Stored data entries
---+---
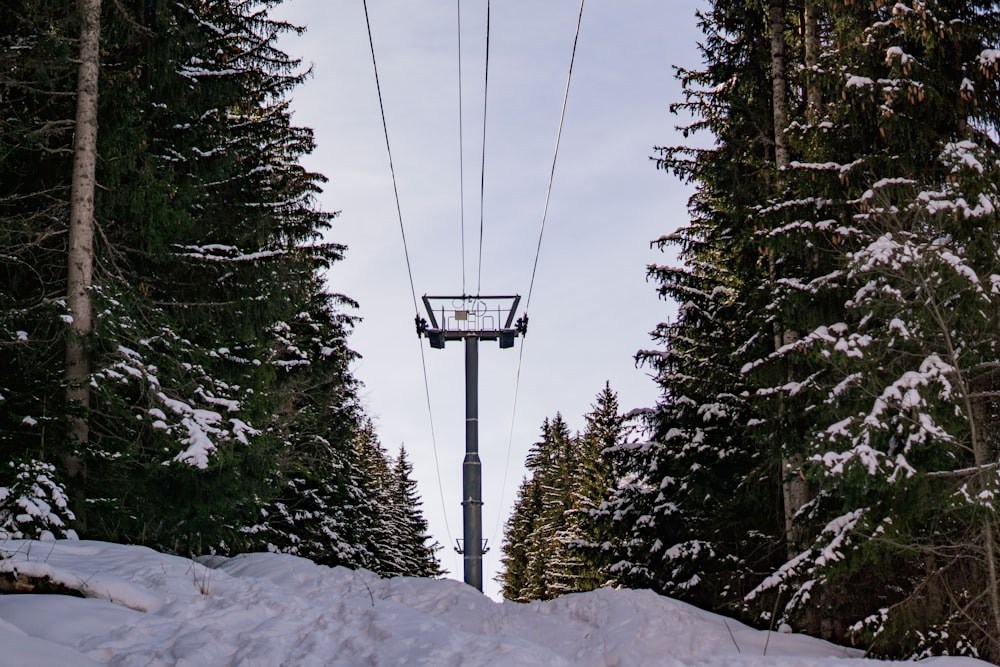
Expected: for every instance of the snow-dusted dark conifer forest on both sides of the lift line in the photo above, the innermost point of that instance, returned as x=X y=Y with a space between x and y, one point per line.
x=824 y=455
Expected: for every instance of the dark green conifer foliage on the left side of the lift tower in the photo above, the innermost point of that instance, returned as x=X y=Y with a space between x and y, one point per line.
x=223 y=410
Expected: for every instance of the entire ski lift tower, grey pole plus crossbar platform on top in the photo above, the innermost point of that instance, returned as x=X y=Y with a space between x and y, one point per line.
x=471 y=318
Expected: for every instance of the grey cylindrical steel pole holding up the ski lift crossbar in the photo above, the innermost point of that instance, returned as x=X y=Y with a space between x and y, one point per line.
x=472 y=479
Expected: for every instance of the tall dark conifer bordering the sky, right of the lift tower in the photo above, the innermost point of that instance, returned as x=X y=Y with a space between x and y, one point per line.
x=699 y=505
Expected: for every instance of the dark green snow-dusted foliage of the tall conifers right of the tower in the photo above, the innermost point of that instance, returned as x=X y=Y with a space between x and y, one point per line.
x=836 y=334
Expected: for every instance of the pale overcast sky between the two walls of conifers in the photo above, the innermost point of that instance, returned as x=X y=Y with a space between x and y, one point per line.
x=591 y=308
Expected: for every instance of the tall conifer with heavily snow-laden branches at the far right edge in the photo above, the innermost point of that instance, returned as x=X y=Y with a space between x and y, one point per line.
x=908 y=393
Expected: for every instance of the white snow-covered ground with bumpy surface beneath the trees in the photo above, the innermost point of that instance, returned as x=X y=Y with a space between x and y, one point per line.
x=145 y=608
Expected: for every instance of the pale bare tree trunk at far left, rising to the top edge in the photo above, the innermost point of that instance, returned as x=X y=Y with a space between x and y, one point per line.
x=80 y=259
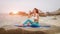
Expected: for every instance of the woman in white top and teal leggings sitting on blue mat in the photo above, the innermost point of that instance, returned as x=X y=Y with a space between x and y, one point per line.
x=35 y=15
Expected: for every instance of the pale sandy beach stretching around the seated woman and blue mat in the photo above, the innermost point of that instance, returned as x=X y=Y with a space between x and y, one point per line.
x=8 y=21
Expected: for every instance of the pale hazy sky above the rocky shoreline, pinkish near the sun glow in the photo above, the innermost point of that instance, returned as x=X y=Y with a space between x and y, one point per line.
x=7 y=6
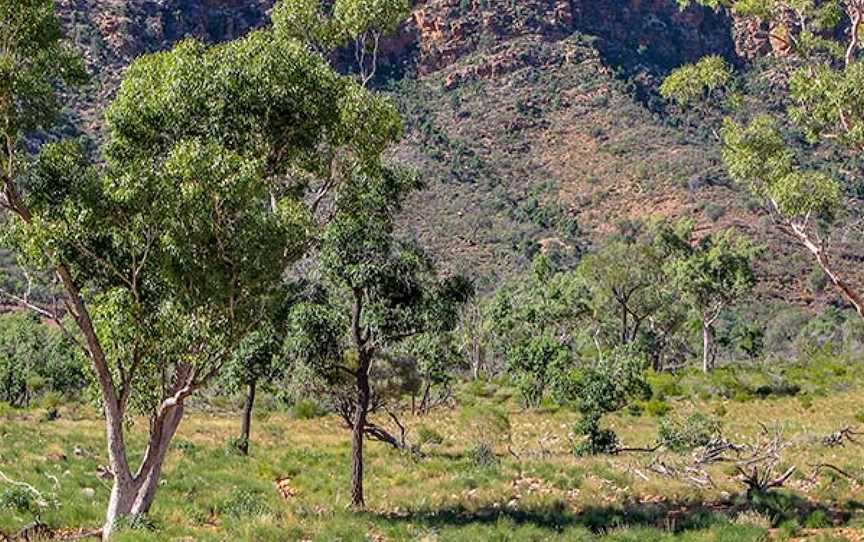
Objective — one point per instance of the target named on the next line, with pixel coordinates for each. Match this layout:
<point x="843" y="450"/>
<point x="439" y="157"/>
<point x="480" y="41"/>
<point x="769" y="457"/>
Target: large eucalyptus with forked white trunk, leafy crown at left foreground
<point x="167" y="248"/>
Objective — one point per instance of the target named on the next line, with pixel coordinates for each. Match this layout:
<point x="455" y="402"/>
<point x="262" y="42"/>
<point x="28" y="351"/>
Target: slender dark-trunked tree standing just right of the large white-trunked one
<point x="383" y="292"/>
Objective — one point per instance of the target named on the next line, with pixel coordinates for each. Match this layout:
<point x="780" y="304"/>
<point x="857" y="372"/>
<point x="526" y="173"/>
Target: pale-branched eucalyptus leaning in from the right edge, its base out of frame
<point x="819" y="45"/>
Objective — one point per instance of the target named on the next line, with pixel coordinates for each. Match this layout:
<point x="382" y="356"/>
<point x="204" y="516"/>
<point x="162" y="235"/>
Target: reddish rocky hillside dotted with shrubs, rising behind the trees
<point x="525" y="116"/>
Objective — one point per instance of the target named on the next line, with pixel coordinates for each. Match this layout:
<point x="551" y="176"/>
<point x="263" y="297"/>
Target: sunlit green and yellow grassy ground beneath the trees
<point x="535" y="491"/>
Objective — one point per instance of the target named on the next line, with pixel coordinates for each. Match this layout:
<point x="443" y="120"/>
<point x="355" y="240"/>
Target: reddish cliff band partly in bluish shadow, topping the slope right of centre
<point x="654" y="32"/>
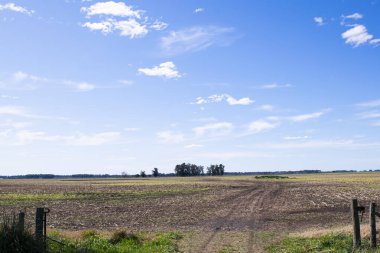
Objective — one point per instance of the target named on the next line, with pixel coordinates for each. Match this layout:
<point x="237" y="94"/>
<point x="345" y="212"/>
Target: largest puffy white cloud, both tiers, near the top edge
<point x="119" y="17"/>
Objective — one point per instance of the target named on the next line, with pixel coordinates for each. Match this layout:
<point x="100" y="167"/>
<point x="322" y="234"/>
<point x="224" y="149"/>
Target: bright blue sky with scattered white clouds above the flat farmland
<point x="90" y="86"/>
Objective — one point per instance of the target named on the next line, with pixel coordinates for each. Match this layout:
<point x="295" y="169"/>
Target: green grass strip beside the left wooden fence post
<point x="120" y="242"/>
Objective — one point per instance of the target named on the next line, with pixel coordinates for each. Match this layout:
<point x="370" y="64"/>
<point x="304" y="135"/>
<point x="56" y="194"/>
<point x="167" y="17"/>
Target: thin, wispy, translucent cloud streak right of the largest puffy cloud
<point x="195" y="39"/>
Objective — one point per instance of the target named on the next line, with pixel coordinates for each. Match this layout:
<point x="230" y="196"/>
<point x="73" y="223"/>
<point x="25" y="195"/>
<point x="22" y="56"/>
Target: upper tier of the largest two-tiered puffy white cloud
<point x="119" y="9"/>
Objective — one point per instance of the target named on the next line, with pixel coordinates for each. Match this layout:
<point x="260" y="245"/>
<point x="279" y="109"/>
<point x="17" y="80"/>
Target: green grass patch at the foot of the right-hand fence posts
<point x="334" y="242"/>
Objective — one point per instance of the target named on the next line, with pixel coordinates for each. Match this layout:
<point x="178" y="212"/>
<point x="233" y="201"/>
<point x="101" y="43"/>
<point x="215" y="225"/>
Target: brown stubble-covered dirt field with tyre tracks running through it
<point x="241" y="212"/>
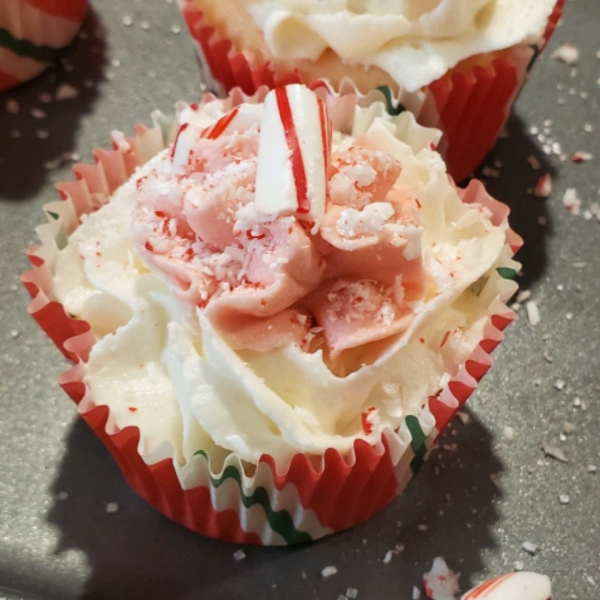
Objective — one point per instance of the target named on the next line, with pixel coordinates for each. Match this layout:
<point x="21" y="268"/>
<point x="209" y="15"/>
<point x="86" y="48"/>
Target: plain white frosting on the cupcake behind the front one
<point x="414" y="41"/>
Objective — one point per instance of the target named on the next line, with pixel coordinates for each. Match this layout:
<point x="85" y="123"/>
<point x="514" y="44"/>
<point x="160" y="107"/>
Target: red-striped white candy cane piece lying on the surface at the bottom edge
<point x="523" y="585"/>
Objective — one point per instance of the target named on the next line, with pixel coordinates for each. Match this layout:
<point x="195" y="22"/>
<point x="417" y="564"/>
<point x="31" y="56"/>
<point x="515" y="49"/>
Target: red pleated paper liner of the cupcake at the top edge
<point x="469" y="104"/>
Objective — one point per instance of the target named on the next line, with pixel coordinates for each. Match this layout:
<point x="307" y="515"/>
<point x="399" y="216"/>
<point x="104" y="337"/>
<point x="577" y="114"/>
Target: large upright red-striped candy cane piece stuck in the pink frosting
<point x="294" y="148"/>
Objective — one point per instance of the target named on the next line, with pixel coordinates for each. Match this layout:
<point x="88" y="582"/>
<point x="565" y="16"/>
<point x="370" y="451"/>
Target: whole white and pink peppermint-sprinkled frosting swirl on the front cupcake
<point x="227" y="325"/>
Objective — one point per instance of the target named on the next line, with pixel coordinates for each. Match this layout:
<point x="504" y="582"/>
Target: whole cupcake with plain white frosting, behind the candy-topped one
<point x="457" y="66"/>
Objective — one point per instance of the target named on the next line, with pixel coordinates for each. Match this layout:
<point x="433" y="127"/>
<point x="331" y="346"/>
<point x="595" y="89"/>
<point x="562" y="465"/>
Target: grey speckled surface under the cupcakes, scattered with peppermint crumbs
<point x="489" y="487"/>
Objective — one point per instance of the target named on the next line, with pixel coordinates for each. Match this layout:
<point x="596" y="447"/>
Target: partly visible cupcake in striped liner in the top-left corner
<point x="32" y="34"/>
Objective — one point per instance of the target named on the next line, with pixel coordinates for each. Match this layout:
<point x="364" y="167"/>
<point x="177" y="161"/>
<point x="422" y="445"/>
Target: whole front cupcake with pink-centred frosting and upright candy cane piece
<point x="275" y="304"/>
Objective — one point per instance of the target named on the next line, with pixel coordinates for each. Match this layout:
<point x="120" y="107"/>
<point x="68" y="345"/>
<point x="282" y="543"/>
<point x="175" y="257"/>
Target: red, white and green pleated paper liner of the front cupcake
<point x="263" y="505"/>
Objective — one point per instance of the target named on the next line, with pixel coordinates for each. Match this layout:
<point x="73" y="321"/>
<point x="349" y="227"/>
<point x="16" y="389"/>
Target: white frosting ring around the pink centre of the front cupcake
<point x="162" y="365"/>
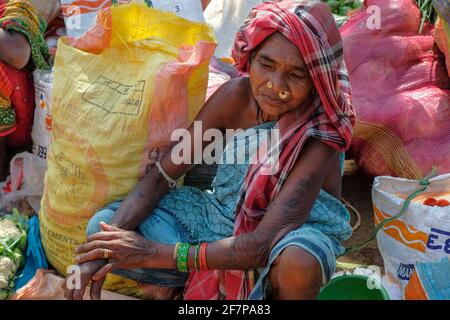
---+---
Please copy the data above word for word, but only from the line that contains "Target: white frosting" through the final line, both included, and without the pictures.

Target: white frosting ring around the pink centre of the front cupcake
<point x="162" y="365"/>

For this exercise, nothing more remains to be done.